== Source text

Fishers test to test whether the exceedance of the conditional quantiles is independent of the categorical variable E.

Description

Used as a subroutine in InvariantConditionalQuantilePrediction to test whether the exceedance of the conditional quantiles is independent of the categorical variable E.

Usage

fishersTestExceedance(Y, predicted, E, verbose)
fishersTestExceedance(Y, predicted, E, verbose)

Arguments

`Y`	An n-dimensional vector.
`predicted`	A matrix with n rows. The columns contain predictions for different conditional quantiles of Y\|X.
`E`	An n-dimensional vector. `E` needs to be a factor.
`verbose`	Set to `TRUE` if output should be printed.

Value

A list with the p-value for the test.

F-test for a nested model comparison.

====

- [The task]
Copy out the fishersTestExceedance help page above, word for word and in full. The data that come next have no part in this.

== Dataset records

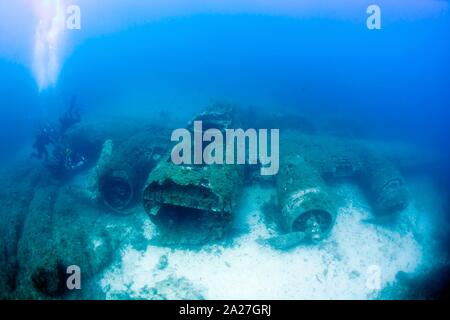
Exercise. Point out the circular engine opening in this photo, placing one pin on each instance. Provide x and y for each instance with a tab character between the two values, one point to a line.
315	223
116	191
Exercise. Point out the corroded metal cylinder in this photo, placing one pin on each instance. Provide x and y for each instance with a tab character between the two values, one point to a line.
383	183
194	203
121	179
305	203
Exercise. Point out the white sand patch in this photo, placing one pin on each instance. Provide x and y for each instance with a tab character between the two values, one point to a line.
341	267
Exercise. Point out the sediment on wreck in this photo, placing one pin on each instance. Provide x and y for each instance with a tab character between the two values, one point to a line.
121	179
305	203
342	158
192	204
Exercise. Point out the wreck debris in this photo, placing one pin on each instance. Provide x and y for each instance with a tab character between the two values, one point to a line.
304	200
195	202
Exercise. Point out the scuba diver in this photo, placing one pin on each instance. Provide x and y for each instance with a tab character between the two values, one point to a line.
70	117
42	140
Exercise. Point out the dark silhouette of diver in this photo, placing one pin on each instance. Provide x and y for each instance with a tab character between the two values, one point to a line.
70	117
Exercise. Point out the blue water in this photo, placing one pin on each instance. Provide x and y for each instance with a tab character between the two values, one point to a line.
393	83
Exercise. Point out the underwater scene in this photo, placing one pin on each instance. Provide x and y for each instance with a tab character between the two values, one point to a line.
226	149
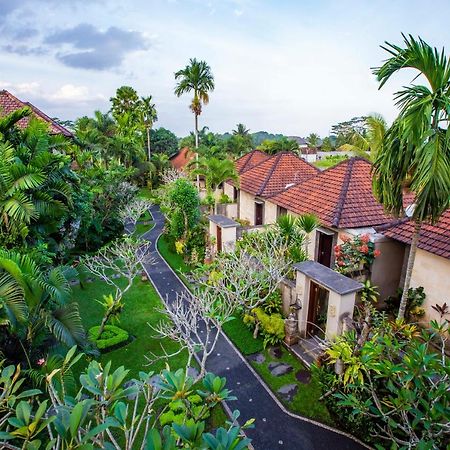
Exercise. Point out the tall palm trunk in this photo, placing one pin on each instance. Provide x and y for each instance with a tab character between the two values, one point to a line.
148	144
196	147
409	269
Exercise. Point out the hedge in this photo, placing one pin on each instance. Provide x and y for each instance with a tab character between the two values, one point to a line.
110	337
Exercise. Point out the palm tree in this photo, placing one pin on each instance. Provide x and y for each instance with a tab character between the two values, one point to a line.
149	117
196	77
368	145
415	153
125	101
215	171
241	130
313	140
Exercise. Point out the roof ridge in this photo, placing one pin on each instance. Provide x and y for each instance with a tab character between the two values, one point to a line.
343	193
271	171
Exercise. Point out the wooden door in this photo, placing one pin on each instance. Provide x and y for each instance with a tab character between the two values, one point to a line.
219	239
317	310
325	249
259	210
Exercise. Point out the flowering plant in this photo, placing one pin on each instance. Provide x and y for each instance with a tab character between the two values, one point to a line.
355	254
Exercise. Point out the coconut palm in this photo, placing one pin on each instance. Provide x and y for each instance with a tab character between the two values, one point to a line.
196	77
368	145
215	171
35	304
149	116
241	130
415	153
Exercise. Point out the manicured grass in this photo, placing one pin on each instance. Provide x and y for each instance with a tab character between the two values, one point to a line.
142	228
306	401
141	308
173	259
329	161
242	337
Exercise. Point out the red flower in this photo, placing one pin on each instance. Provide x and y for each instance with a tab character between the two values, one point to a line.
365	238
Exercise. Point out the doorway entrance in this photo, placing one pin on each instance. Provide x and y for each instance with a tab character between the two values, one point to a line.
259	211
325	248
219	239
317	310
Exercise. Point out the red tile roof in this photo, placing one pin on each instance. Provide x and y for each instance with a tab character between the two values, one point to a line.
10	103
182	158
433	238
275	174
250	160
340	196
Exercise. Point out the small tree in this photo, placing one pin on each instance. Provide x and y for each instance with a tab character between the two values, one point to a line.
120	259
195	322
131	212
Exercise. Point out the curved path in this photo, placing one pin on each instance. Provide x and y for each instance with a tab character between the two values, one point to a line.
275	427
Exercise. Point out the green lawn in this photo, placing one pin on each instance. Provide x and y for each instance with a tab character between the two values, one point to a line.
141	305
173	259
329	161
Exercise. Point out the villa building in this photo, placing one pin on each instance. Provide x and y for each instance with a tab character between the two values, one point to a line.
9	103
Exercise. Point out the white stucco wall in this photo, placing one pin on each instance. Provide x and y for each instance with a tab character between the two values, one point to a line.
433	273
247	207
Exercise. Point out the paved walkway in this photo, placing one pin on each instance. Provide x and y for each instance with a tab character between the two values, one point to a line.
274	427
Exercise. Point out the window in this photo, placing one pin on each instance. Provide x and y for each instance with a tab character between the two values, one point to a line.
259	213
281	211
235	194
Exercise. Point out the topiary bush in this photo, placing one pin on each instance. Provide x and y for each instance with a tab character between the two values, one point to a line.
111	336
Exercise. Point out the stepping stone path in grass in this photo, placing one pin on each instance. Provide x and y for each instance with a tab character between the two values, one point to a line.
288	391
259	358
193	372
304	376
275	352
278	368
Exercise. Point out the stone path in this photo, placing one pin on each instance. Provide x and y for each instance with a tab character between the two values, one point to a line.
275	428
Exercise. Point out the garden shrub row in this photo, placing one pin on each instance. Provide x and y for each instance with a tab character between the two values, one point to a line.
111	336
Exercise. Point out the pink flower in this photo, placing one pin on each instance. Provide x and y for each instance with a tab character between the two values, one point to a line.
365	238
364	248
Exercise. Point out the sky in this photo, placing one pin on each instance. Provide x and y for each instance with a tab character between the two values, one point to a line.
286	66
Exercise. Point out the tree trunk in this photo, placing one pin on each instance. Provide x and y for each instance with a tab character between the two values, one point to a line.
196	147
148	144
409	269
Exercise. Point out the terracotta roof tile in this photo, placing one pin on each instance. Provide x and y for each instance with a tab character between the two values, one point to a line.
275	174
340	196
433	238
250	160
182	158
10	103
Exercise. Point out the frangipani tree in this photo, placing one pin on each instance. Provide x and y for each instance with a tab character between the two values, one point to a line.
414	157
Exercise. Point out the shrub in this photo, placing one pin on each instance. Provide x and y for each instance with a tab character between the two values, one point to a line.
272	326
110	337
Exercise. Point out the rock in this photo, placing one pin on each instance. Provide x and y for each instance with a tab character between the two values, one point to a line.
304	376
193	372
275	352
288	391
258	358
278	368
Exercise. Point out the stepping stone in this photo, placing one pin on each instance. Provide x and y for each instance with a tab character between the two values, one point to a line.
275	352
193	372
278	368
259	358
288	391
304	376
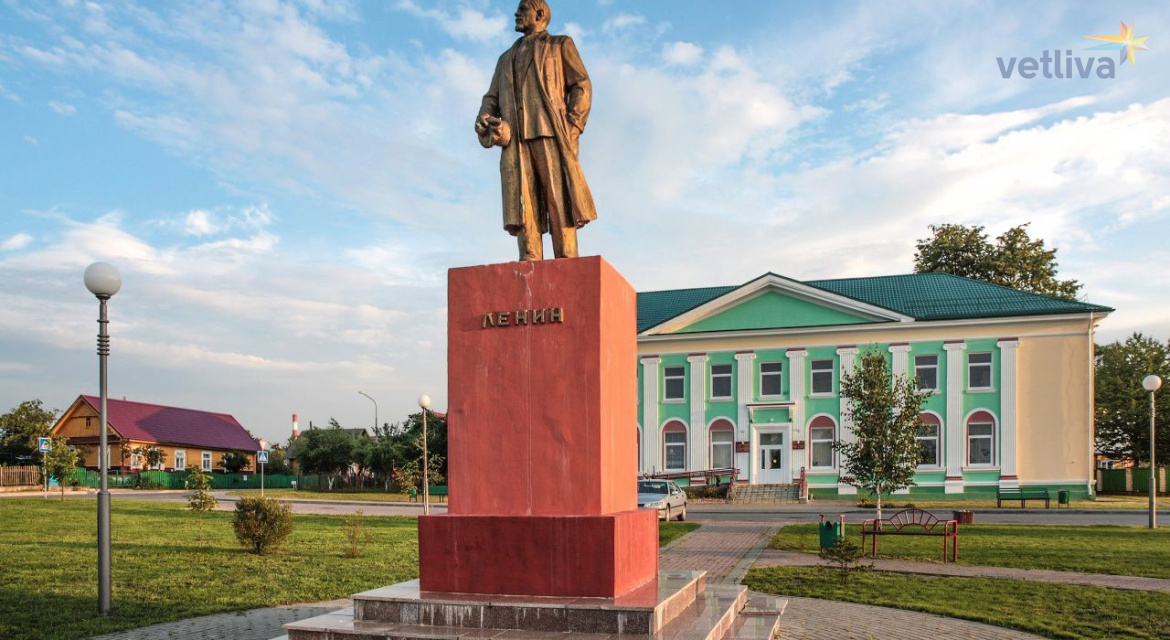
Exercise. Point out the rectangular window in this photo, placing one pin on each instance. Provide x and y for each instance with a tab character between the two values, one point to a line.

====

- [Right answer]
Fishers test to test whether the exceedance of the conditional quantiles is independent of the categorical variable E.

Description

Used as a subroutine in InvariantConditionalQuantilePrediction to test whether the exceedance of the conditional quantiles is independent of the categorical variable E.

Usage

fishersTestExceedance(Y, predicted, E, verbose)
fishersTestExceedance(Y, predicted, E, verbose)

Arguments

`Y`	An n-dimensional vector.
`predicted`	A matrix with n rows. The columns contain predictions for different conditional quantiles of Y\|X.
`E`	An n-dimensional vector. `E` needs to be a factor.
`verbose`	Set to `TRUE` if output should be printed.

Value

A list with the p-value for the test.

F-test for a nested model comparison.